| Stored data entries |
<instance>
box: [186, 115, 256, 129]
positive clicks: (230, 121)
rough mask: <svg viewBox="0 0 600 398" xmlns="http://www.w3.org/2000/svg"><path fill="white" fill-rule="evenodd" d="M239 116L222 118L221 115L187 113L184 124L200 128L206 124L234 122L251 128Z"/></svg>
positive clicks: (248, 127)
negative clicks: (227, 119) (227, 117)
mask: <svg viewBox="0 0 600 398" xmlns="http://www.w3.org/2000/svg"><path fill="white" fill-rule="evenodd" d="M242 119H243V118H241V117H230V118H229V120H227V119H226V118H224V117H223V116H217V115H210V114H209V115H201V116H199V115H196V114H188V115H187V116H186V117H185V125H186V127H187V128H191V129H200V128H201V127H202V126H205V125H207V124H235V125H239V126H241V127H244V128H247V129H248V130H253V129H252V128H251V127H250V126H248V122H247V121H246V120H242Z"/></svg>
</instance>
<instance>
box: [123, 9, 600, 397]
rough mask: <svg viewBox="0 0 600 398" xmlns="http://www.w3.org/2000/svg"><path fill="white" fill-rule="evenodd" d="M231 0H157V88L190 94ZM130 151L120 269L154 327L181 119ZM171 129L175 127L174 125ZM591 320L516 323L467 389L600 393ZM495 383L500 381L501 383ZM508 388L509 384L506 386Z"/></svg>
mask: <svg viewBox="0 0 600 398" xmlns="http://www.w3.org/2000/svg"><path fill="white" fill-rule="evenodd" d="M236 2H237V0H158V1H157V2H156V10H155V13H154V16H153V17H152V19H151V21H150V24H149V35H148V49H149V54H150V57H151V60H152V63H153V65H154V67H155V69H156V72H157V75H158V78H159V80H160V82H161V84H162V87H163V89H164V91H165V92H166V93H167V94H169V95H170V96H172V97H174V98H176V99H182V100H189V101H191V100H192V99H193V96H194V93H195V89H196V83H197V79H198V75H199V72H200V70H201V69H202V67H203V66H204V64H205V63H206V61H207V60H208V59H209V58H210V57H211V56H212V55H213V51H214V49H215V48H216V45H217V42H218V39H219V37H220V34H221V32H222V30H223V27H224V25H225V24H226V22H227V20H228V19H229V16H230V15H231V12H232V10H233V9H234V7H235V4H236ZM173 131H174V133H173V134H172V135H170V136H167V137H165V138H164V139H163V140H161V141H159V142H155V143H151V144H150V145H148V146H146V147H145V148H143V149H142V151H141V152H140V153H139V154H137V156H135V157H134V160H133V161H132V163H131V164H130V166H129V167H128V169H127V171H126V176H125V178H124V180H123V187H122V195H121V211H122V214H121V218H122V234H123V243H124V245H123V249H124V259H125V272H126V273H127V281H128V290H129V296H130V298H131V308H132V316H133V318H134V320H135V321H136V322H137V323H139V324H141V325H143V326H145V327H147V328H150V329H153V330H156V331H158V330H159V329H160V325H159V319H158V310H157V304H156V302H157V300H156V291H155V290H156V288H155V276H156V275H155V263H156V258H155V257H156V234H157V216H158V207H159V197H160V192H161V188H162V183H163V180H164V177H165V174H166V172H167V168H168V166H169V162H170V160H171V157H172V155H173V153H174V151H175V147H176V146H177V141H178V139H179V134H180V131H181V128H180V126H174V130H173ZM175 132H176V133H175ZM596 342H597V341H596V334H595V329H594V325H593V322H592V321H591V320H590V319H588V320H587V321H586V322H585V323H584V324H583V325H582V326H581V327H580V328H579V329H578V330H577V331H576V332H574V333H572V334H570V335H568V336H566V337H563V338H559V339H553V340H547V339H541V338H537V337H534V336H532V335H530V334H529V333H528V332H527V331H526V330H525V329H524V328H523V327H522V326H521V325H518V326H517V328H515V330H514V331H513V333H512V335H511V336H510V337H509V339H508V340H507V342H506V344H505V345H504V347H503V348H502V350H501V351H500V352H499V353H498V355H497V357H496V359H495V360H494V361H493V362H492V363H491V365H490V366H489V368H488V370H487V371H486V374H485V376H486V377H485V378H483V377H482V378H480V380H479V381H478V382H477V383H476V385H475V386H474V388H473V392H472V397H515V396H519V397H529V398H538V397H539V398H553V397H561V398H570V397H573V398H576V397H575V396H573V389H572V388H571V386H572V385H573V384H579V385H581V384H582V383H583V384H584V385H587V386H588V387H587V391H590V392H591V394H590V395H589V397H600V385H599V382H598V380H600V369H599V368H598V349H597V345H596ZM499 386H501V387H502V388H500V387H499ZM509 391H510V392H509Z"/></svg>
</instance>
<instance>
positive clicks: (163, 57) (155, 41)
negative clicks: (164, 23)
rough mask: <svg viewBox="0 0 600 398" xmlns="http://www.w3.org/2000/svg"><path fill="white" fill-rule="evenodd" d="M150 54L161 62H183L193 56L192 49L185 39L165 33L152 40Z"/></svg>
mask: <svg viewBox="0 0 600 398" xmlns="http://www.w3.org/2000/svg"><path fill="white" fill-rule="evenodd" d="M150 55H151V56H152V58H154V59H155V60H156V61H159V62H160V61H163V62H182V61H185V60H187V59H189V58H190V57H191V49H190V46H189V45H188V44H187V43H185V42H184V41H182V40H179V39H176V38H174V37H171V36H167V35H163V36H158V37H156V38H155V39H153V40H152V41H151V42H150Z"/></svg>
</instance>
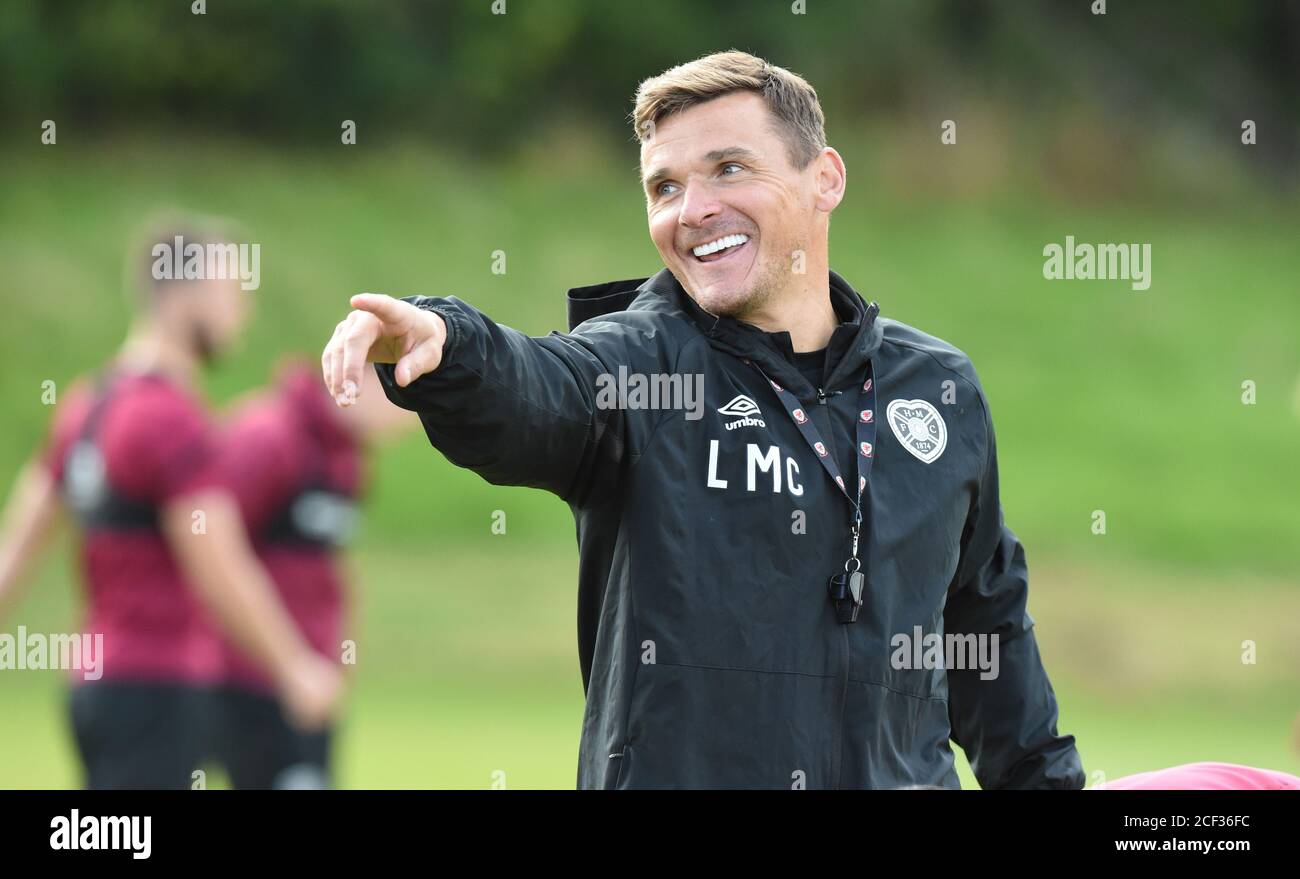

| WHAT YOU SHOULD DO |
Every line of the entries above that includes "positive" should be copied.

| WRITTEN ANSWER |
positive clicks: (230, 121)
positive clicks: (248, 127)
positive clicks: (163, 57) (155, 41)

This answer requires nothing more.